* [Dataset entries]

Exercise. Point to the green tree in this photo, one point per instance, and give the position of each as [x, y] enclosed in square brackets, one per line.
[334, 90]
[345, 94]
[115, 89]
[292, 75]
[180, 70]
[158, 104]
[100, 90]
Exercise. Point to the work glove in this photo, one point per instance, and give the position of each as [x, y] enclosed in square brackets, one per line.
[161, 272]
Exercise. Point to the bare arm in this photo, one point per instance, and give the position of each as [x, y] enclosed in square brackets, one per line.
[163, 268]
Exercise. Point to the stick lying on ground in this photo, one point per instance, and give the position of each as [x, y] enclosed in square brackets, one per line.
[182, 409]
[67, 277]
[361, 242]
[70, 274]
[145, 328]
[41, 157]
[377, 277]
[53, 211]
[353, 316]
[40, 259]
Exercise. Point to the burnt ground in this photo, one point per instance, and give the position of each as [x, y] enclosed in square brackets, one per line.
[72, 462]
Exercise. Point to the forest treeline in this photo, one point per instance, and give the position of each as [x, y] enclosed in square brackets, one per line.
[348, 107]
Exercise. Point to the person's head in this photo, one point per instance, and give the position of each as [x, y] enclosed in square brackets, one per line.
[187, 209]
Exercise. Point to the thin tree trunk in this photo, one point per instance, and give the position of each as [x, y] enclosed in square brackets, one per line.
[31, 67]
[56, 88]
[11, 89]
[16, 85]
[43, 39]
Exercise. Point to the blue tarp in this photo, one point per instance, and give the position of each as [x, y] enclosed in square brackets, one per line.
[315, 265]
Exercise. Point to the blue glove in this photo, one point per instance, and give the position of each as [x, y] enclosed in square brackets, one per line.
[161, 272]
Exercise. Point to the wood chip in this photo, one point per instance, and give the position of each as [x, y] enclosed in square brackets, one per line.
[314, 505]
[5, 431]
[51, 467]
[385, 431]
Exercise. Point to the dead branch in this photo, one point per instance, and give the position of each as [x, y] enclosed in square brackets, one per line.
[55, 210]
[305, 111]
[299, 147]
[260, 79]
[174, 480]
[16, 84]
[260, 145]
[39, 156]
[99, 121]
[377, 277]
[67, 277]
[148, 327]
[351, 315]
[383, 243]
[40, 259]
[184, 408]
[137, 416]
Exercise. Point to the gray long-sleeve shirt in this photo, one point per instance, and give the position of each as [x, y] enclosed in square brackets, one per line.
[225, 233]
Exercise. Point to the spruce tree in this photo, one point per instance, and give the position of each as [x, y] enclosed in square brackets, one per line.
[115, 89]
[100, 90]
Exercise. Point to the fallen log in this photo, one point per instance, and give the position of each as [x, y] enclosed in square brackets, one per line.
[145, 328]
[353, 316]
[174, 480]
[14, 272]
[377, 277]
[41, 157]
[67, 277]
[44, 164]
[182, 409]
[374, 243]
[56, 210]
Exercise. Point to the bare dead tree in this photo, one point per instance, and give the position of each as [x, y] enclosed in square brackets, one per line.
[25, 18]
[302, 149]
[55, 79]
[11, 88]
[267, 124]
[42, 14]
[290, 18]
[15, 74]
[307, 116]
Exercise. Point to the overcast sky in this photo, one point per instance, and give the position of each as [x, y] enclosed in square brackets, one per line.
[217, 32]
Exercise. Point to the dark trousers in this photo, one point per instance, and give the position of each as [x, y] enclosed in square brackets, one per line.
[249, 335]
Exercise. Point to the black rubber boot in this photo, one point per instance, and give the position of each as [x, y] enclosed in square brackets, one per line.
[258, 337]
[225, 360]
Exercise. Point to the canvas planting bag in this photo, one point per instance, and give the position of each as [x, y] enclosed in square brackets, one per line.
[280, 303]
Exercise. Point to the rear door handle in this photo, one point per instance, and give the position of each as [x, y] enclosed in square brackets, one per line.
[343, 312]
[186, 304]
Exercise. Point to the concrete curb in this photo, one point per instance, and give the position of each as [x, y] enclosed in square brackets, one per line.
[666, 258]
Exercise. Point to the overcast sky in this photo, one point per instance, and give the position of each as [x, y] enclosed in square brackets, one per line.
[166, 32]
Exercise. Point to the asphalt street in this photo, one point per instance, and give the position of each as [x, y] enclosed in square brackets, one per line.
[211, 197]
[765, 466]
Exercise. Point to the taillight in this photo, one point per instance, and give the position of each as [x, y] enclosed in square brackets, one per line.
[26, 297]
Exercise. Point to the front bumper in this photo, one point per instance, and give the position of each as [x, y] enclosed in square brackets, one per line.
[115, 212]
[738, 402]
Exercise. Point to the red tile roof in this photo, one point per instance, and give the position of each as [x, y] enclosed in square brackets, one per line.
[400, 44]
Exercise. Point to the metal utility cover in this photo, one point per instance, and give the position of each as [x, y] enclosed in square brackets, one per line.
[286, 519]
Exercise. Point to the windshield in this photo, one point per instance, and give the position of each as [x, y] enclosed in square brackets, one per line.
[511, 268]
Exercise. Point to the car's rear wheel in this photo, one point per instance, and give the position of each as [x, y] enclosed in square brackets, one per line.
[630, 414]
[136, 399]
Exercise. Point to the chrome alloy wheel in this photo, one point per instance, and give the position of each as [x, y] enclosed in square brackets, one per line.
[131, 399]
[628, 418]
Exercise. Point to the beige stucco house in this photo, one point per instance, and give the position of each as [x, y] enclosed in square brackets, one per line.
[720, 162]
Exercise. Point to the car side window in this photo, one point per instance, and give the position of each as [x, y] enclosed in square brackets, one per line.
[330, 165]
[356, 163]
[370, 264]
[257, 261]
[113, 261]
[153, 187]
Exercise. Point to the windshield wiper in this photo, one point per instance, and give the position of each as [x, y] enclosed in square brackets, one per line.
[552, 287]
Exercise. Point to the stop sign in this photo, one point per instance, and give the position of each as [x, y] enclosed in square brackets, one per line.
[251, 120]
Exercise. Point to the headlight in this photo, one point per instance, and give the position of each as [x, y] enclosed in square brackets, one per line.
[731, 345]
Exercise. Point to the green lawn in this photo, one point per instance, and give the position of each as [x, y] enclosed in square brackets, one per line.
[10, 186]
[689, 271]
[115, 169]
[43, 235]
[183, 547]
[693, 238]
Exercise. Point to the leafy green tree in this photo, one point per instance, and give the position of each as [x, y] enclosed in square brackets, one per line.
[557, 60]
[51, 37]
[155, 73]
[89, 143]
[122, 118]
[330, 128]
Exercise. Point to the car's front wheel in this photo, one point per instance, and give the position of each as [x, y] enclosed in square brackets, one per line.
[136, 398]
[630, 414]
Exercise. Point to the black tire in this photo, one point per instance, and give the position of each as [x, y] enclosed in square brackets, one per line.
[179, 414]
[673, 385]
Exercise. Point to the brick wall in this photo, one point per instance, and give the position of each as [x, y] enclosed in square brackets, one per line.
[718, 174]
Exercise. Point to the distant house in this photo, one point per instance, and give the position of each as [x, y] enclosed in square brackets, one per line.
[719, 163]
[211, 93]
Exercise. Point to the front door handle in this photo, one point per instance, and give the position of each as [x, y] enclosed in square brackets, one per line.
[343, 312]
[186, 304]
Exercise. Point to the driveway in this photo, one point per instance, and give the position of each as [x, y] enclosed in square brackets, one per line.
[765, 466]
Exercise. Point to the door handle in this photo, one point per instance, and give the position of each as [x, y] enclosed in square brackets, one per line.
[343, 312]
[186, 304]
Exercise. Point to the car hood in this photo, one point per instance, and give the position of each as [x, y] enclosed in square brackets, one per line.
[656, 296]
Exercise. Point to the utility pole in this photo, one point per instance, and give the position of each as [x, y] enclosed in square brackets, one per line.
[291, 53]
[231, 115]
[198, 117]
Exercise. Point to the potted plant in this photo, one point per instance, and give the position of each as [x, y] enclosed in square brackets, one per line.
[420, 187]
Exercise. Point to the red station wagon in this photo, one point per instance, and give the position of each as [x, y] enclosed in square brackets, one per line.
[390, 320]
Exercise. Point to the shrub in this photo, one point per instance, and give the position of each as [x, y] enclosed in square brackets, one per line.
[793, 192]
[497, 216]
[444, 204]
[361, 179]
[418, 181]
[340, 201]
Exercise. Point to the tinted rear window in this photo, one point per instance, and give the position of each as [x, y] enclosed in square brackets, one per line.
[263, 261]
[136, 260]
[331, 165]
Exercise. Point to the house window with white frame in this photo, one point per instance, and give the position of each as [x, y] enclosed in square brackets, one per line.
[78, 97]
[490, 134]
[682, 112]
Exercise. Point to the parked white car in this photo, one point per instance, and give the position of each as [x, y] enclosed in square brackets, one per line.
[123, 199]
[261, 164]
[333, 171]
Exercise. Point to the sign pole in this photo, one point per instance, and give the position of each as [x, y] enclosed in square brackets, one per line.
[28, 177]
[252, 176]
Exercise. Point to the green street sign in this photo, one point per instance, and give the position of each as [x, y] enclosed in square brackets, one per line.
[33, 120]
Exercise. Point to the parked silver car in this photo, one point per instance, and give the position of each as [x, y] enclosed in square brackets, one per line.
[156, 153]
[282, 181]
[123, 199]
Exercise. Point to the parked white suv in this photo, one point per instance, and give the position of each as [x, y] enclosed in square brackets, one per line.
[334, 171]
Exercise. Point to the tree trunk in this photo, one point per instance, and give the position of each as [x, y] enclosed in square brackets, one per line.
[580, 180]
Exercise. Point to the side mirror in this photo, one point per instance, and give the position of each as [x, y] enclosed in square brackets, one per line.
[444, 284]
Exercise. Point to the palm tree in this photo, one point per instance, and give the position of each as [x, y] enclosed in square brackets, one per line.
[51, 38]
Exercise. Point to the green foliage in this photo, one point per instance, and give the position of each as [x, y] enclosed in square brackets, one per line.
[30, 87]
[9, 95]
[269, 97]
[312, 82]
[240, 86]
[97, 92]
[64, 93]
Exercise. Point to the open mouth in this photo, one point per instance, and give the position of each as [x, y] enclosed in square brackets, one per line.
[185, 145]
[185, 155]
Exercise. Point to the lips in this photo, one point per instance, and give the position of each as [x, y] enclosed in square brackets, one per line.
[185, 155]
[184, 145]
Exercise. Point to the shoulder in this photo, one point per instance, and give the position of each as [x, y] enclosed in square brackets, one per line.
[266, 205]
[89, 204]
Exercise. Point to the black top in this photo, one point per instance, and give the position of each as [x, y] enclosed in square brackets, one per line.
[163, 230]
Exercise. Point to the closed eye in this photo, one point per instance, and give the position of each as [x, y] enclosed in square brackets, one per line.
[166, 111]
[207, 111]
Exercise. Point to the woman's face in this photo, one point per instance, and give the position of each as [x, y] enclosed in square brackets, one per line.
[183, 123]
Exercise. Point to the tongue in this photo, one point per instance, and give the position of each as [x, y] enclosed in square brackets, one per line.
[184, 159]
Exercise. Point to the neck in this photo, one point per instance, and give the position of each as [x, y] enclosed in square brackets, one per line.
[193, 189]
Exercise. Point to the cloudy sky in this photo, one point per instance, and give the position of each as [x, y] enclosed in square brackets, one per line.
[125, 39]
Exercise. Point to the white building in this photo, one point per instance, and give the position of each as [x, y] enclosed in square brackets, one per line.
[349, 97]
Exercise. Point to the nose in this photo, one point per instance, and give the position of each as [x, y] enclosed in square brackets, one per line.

* [Challenge]
Lay out the data above as a numbered list, from the line containing "Exercise. Point to the tongue" through the end of the data, with any blank lines omitted.

* [Solution below]
1. Exercise. Point to the tongue in this photo, one point per instance, and give the position of each as [x, y] enclosed in square brackets, one per line.
2. [184, 159]
3. Exercise. Point to the neck in this photo, one point per instance, and give the position of each as [x, y] enclosed in square brackets, one per line.
4. [193, 189]
5. Exercise. Point to the cloudy sky in this photo, one point per instance, and give the position of each as [x, y] enclosed in square brackets, one per line.
6. [125, 39]
7. Exercise. Point to the white building in this photo, one point per instance, and give the position of each as [x, y] enclosed in square brackets, one per line.
8. [349, 97]
9. Exercise. Point to the nose in this photo, one point per instance, and give the position of each as [x, y] enclosed in square brackets, one per line.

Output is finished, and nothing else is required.